**Текст документа**.
═══

Два письма из Америки

Василий Качалов с сыном Вадимом Шверубовичем перед отплытием в АмерикуВ издательстве “Индрик” готовится к печати очередной, седьмой выпуск альманаха “Мнемозина. Документы и факты из истории русского театра ХХ века” (редактор-составитель Владислав Иванов). Предлагаем фрагмент одной из публикаций будущей “Мнемозины”. Под общим названием “…сам бы поехал только в Россию” печатаются письма В.И.Качалова из архива Музея МХАТ периода гастролей театра в Европе и Америке 1922–1924 годов.Публикуемые письма (во втором отсутствует последний лист) написаны Василием Качаловым перед началом первого американского сезона Художественного театра, по дороге на океанском лайнере “Мажестик” из Европы в Нью-Йорк, и вскоре после прибытия в Америку, и адресованы его московской приятельнице Александре Агапитовой.

 

2 января 1923 г.

“Majestic”

С Новым годом, дорогая Шаня!

Вот мы и подплываем к Америке. Говорят, в бинокль уже видна земля. А мне не хочется смотреть, и жаль, что она видна. С удовольствием еще неделю провел бы на пароходе. Приятнейшая скука, отдых. Лучшего отдыха после Парижа нельзя придумать. Париж совершенно замечательный город, но мне уже не по зубам. Уже не выдерживали нервы последних дней Парижа, всего его бешенства, красоты, стремительности. Больше всего устал все-таки от людей, от публичности. Как я ни закален и ни втянулся в публичность, но тут и я сдрейфил, и хотелось кричать – “отпустите душу на покаяние, больше не могу!”. Был случай, что я с какого-то банкета удрал, еще не войдя в зал: снял пальто в передней и сейчас же надел опять и пустился бежать вниз по лестнице, сшибая с ног поднимавшихся гостей. Я отдыхал только в такси, но какой же это отдых – три-пять минут и уже вылезай и делай опять милое лицо.

═══

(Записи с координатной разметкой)

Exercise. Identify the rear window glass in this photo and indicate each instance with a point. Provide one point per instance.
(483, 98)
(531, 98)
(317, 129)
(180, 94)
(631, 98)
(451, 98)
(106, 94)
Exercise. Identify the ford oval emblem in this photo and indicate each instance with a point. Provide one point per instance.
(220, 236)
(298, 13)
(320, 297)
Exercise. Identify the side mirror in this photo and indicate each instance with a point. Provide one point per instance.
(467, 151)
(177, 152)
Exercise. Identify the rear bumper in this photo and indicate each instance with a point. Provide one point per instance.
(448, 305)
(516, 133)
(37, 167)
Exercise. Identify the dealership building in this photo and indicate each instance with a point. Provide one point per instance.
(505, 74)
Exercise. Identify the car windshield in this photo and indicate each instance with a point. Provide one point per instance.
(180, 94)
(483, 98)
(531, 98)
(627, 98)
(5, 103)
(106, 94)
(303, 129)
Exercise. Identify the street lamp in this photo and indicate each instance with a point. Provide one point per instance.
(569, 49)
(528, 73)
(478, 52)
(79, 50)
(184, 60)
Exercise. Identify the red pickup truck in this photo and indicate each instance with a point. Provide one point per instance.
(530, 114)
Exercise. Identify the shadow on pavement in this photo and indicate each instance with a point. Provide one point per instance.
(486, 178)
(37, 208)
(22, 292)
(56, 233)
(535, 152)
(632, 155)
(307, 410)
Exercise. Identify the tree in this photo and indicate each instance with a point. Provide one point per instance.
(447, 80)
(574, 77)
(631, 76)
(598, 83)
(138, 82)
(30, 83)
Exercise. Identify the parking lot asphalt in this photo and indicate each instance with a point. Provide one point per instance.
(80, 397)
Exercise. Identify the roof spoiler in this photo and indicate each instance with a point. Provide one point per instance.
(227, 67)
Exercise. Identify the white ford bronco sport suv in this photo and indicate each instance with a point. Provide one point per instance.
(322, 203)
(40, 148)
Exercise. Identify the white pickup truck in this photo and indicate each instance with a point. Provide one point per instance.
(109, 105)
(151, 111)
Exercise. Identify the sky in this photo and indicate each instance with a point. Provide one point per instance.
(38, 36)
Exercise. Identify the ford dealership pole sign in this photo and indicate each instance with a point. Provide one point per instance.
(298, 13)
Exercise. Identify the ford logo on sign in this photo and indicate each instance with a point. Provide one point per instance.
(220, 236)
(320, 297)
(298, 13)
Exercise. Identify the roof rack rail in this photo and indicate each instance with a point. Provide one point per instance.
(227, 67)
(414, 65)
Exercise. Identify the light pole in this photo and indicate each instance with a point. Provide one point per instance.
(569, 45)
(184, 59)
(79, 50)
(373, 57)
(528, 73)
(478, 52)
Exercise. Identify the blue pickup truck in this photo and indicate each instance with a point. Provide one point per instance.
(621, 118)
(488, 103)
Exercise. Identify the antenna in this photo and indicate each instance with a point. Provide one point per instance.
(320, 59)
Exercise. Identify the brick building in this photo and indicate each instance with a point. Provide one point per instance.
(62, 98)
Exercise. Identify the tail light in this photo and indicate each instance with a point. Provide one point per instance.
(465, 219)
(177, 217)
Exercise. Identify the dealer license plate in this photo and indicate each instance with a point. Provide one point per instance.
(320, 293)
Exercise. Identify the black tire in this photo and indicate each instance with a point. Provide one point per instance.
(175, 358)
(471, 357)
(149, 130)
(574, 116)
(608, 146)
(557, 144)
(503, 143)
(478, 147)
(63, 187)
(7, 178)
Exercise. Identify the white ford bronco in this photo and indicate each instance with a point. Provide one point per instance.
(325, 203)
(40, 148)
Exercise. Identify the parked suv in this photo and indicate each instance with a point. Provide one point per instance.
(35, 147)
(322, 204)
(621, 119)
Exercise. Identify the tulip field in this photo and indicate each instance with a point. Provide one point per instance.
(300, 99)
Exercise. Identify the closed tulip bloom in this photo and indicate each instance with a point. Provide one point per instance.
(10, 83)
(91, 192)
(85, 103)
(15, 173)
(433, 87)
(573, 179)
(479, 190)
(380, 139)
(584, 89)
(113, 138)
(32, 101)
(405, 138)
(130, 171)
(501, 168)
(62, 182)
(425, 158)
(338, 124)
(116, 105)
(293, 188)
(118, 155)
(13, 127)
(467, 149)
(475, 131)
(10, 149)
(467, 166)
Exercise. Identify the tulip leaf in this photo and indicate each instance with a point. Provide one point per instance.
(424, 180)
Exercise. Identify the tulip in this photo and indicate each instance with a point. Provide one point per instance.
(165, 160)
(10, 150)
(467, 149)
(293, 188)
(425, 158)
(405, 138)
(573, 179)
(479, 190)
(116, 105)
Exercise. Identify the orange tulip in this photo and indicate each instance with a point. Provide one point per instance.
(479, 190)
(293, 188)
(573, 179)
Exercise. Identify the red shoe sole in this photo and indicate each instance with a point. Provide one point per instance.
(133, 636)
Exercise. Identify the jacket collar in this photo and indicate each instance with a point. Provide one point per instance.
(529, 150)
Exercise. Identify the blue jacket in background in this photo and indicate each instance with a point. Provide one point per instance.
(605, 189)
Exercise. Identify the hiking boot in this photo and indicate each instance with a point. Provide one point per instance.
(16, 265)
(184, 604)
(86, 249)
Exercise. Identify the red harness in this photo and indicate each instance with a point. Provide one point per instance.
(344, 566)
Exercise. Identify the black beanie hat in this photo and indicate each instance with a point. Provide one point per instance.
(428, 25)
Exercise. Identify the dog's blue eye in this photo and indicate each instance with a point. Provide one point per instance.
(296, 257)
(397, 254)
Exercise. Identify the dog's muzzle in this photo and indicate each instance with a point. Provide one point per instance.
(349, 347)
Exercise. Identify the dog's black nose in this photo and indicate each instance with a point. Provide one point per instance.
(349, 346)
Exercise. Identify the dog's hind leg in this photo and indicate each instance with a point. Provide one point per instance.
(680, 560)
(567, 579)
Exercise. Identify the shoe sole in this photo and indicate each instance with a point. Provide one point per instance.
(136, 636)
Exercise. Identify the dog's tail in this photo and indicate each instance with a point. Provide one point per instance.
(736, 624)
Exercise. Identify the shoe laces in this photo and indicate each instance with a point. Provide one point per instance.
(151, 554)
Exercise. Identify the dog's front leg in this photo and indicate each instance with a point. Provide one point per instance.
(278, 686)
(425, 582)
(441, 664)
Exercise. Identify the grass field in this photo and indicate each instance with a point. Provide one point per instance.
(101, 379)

═══

**Задания**.
1. Соберите все строки записей, в которых встречается слово «pickup».
2. Допишите текст о письмах Василия Качалова из Америки, продолжив его сразу после последнего приведенного предложения.

**Ответы к заданиям**.
1.
Exercise. Identify the red pickup truck in this photo and indicate each instance with a point. Provide one point per instance.
Exercise. Identify the white pickup truck in this photo and indicate each instance with a point. Provide one point per instance.
Exercise. Identify the blue pickup truck in this photo and indicate each instance with a point. Provide one point per instance.

2.
А здесь хорошо – небо и вода. Вот только покачивает иногда чересчур, но в общем океан ведет себя прилично. Тепло, солнце, дует теплый ветер откуда-то от Мексики. Радостно и бессмысленно смотрю на волны. И все так. Никто никого не трогает, молчат, поговорят иногда – как у кого действовал желудок, и опять молчат. И это еще наиболее живые и бодрствующие, которые на ногах, а большинство вот уже 5-й день лежат в своих каютах и не показываются. Мы опаздываем на целые сутки из-за шторма, который выдержали на днях, который продолжался почти сутки, – мы почти не двигались вперед. Наш огромнейший пароход, один из самых больших океанских, медленно вскарабкивался на волну и потом летел куда-то к черту в пропасть. Впрочем, этого не расскажешь: “надо видеть, чтобы верить” – так в какой-то рекламе я читал. Пароход действительно огромный: длиной примерно от угла Тверской – по Камергерскому до Дмитровки. Ей-богу, не вру. А вышиной – как 6-ти этажный дом, – это над водой, и столько же, говорят, под водой. За последнее не ручаюсь, не видал. Да это и не важно. И вот такую махинищу иногда швыряет, как щепку, или заливает сверху волной. Понимаешь теперь, что такое океан? Нет, не понимаешь. Надо видеть, чтобы верить. Сейчас пишу тебе, а почти все лежат, стало сильнее к вечеру. Только неугомонный Костя [К.С. Станиславский] собрал какое-то режиссерское совещание о том, как сокращать антракты в Нью-Йорке <…> Очень смешит и утешает меня Костя. Очень бодр, страшно много ест, в хорошем духе, но минутами слегка трусит океана. У нас на палубе по вечерам от скуки старый матрос что-то насвистывает, иногда кто-то из матросов, а может быть, и из публики, ему подсвистывает. Костя спрашивает: “А вы заметили, что перед бурей матросы начинают свистать? Это им приказ дан такой, чтобы не было паники у публики: раз свистят, значит, нет опасности, перед смертью не засвистишь”. А вчера я наблюдал, как он, прищурившись, через пенсне, смотрел на две пары танцующих фокстрот и отбивал головой такт, очевидно, изучая ритм фокс-трота.

У нас играет небольшой оркестрик, а кроме того, мы еще взяли с собой замечательного гармониста-виртуоза, приятеля еще по Питеру Федю Рамша, которого, впрочем, приятнее слушать по пьяному делу. Здесь мы не пьем, никто, даже Александров, не пьется как-то, не то настроение, а вот в Берлине и Париже много было выпито под гармонию Рамши, и много слез было пролито: очень вставала Россия, и хотелось плакать. Рамшу будем демонстрировать в Америке, и сами будем утешаться. Еще едет с нами хороший музыкант и автор романсов Мирон Якобсон, тоже иногда играет, но больше, шельма, ухаживает за нашими актрисами.

Как и в той, первой группе, так и теперь, много едет детей, даже стало больше, разных возрастов. Москвин говорит: публика думает, что едет детская труппа, а мы только провожатые. <…>.

Милая моя Шаня! Я тебя часто вспоминаю и по-прежнему сильно, тепло, хорошо люблю тебя. Если будешь встречать русский новый год, чокнись со мной, – и я с тобой чокнусь. Целуй сестер. Я им послал привет отсюда.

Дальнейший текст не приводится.